Selected text:
=== Begin Enclosure ===
A particular effort was put into overseas sales and it became clear the export opportunities warranted a move into car manufacture, which was achieved in 1929 by the purchase of controlling interests in first Hillman followed by Humber and Commer. Hillman and Commer were made wholly owned subsidiaries of Humber Limited and the Rootes brothers' holding eventually became 60 percent of the Humber ordinary shares. The Rootes brothers could now show their ability to manufacture handsome cars with a strong sales appeal.

===Humber Cycles===
There was a resurgence in domestic and export demand for pedal bicycles, and in February 1932 Raleigh acquired all the Humber cycles trade marks. Manufacture was transferred to Raleigh's Nottingham works.

===Rootes Securities Limited===
Rootes Limited was renamed Rootes Securities Limited in 1933. During the Depression more businesses were picked up as they came available: Karrier (1934), Sunbeam (1934), Clement Talbot (1934) and British Light Steel Pressings (1937) were all bought and made subsidiaries of Humber Limited. London's Mayfair coachbuilders and Rolls-Royce and Daimler dealers Thrupp & Maberly had been bought in 1926 their royal warrant always proudly displayed.
=== End Enclosure ===
Excerpted records:
=== Begin Enclosure ===
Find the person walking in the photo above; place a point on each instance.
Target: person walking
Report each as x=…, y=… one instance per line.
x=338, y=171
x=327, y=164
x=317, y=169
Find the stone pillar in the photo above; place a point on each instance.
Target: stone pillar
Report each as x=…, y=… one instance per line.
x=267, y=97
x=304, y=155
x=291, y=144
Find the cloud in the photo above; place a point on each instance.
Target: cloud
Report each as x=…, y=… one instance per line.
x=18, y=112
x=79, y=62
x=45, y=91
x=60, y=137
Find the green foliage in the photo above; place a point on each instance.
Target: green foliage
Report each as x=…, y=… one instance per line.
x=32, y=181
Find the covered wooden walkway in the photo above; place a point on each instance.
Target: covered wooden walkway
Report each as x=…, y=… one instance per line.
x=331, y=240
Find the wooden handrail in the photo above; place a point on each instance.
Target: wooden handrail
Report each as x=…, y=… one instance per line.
=== End Enclosure ===
=== Begin Enclosure ===
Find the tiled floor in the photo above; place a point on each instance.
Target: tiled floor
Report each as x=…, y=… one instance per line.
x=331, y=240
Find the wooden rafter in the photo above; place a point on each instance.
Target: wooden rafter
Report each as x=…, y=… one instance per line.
=== End Enclosure ===
Actions to take:
A - According to the text on Rootes and Humber, when did Raleigh acquire all the Humber cycles trade marks?
B - Write out the part of the text on Rootes and Humber starting at "A particular effort" and ending at "Raleigh's Nottingham works.".

Solution list:
A - February 1932

B -
A particular effort was put into overseas sales and it became clear the export opportunities warranted a move into car manufacture, which was achieved in 1929 by the purchase of controlling interests in first Hillman followed by Humber and Commer. Hillman and Commer were made wholly owned subsidiaries of Humber Limited and the Rootes brothers' holding eventually became 60 percent of the Humber ordinary shares. The Rootes brothers could now show their ability to manufacture handsome cars with a strong sales appeal.

===Humber Cycles===
There was a resurgence in domestic and export demand for pedal bicycles, and in February 1932 Raleigh acquired all the Humber cycles trade marks. Manufacture was transferred to Raleigh's Nottingham works.